** Start of Supplied records **

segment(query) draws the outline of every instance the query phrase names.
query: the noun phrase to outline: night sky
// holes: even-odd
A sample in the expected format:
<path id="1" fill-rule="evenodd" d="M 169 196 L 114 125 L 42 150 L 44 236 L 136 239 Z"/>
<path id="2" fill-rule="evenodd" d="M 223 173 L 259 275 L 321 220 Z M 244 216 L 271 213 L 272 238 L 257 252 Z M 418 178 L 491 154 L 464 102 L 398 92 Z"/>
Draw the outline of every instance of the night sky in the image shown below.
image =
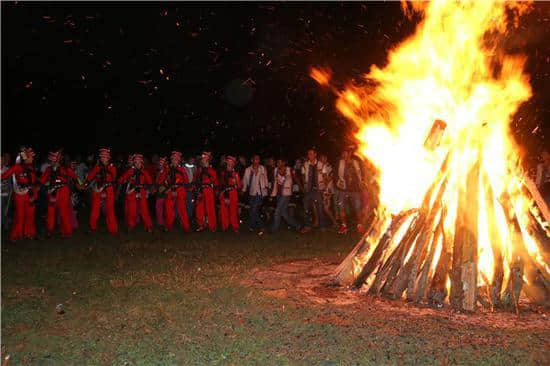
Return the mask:
<path id="1" fill-rule="evenodd" d="M 2 150 L 335 155 L 352 126 L 309 67 L 343 85 L 414 26 L 398 2 L 2 2 Z M 548 40 L 550 3 L 507 40 L 529 56 L 513 125 L 528 152 L 550 144 Z"/>

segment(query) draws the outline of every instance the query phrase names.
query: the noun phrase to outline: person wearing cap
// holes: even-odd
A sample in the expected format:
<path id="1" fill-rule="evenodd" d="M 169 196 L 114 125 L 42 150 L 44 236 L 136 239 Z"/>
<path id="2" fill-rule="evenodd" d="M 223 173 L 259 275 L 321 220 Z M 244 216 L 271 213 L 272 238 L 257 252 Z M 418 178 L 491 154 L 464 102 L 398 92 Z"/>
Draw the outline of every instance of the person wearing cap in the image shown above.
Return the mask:
<path id="1" fill-rule="evenodd" d="M 346 201 L 350 201 L 353 211 L 357 217 L 357 229 L 360 231 L 361 223 L 361 189 L 362 175 L 359 162 L 352 159 L 353 147 L 347 148 L 342 152 L 342 159 L 338 162 L 338 210 L 340 212 L 339 234 L 348 232 L 348 218 L 346 215 Z"/>
<path id="2" fill-rule="evenodd" d="M 14 218 L 8 239 L 12 242 L 36 237 L 34 222 L 35 201 L 38 197 L 36 189 L 36 170 L 33 166 L 34 150 L 23 148 L 17 157 L 16 163 L 2 173 L 2 180 L 13 177 L 14 189 Z"/>
<path id="3" fill-rule="evenodd" d="M 288 204 L 292 197 L 293 176 L 292 169 L 286 166 L 286 160 L 279 159 L 277 167 L 274 170 L 273 190 L 271 197 L 277 197 L 277 207 L 275 208 L 275 216 L 273 220 L 272 232 L 279 230 L 281 225 L 281 217 L 293 229 L 298 230 L 298 223 L 294 217 L 288 213 Z"/>
<path id="4" fill-rule="evenodd" d="M 118 223 L 115 215 L 115 189 L 117 169 L 111 163 L 111 150 L 107 148 L 99 149 L 99 161 L 88 172 L 84 188 L 91 187 L 91 205 L 89 226 L 90 232 L 97 231 L 97 221 L 101 213 L 101 201 L 105 203 L 104 215 L 107 223 L 107 231 L 110 234 L 118 232 Z"/>
<path id="5" fill-rule="evenodd" d="M 263 222 L 260 217 L 260 208 L 265 196 L 267 196 L 267 171 L 260 164 L 260 156 L 252 157 L 252 165 L 244 171 L 243 192 L 248 192 L 248 204 L 250 206 L 248 214 L 248 226 L 250 231 L 258 230 L 258 235 L 262 235 Z"/>
<path id="6" fill-rule="evenodd" d="M 145 231 L 153 231 L 153 221 L 149 214 L 147 203 L 147 187 L 153 184 L 149 172 L 144 169 L 143 155 L 132 156 L 132 166 L 119 178 L 118 183 L 128 183 L 125 197 L 125 219 L 128 230 L 133 230 L 137 225 L 138 213 L 143 221 Z"/>
<path id="7" fill-rule="evenodd" d="M 168 183 L 161 179 L 161 174 L 164 171 L 164 169 L 167 166 L 168 159 L 163 156 L 159 158 L 158 161 L 158 174 L 155 178 L 155 182 L 157 183 L 157 190 L 156 190 L 156 200 L 155 200 L 155 218 L 157 220 L 157 226 L 163 227 L 166 229 L 165 226 L 165 219 L 164 219 L 164 200 L 166 199 L 166 191 Z"/>
<path id="8" fill-rule="evenodd" d="M 205 214 L 210 231 L 216 231 L 216 207 L 214 189 L 218 186 L 218 174 L 210 166 L 212 154 L 203 152 L 200 158 L 200 167 L 195 172 L 194 182 L 197 187 L 196 218 L 197 231 L 205 229 Z"/>
<path id="9" fill-rule="evenodd" d="M 78 184 L 78 178 L 72 168 L 61 165 L 61 159 L 61 151 L 49 152 L 50 165 L 40 177 L 40 184 L 47 185 L 46 236 L 52 236 L 55 218 L 58 216 L 61 236 L 68 238 L 73 234 L 73 206 L 69 183 L 72 181 Z"/>
<path id="10" fill-rule="evenodd" d="M 189 231 L 189 219 L 187 217 L 187 191 L 185 185 L 189 183 L 187 171 L 181 165 L 181 152 L 172 151 L 170 164 L 161 167 L 157 178 L 157 184 L 167 188 L 164 199 L 164 224 L 166 230 L 172 230 L 176 219 L 176 209 L 181 220 L 181 226 L 186 232 Z"/>
<path id="11" fill-rule="evenodd" d="M 235 171 L 237 158 L 227 156 L 225 158 L 225 169 L 220 174 L 221 192 L 220 198 L 220 219 L 222 230 L 226 231 L 231 224 L 235 233 L 239 232 L 239 190 L 241 189 L 241 178 Z"/>
<path id="12" fill-rule="evenodd" d="M 325 226 L 325 214 L 323 212 L 323 196 L 325 189 L 325 166 L 317 160 L 317 151 L 309 149 L 307 161 L 302 166 L 302 187 L 304 192 L 304 218 L 305 225 L 302 233 L 311 231 L 313 223 L 313 210 L 319 215 L 319 225 Z"/>
<path id="13" fill-rule="evenodd" d="M 197 172 L 197 165 L 195 157 L 190 156 L 187 159 L 187 162 L 183 164 L 183 167 L 185 168 L 185 171 L 187 172 L 187 178 L 189 178 L 189 183 L 185 186 L 185 190 L 187 194 L 186 197 L 186 207 L 187 207 L 187 218 L 189 219 L 189 222 L 191 223 L 193 218 L 195 217 L 195 173 Z"/>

** End of Supplied records **

*Short exercise*:
Echo the rows verbatim, starting at the very first line and ending with the line that contains "2 150 L 335", both included. Leave the pictures out of your reply.

*Result for this task*:
segment(query) draws the outline of every instance the query phrase names.
query: the noun phrase to outline: night sky
// holes: even-odd
A sample in the expected format:
<path id="1" fill-rule="evenodd" d="M 169 196 L 114 125 L 42 150 L 44 236 L 136 239 Z"/>
<path id="2" fill-rule="evenodd" d="M 223 173 L 259 275 L 321 220 Z M 244 216 L 271 213 L 272 238 L 257 252 Z M 418 178 L 491 154 L 464 102 L 398 92 Z"/>
Draw the outline of every instance of the night sky in the image shown below.
image =
Return the mask:
<path id="1" fill-rule="evenodd" d="M 2 150 L 335 155 L 352 126 L 309 67 L 343 85 L 414 26 L 398 2 L 2 2 Z M 548 40 L 550 3 L 507 40 L 529 56 L 513 125 L 528 152 L 550 144 Z"/>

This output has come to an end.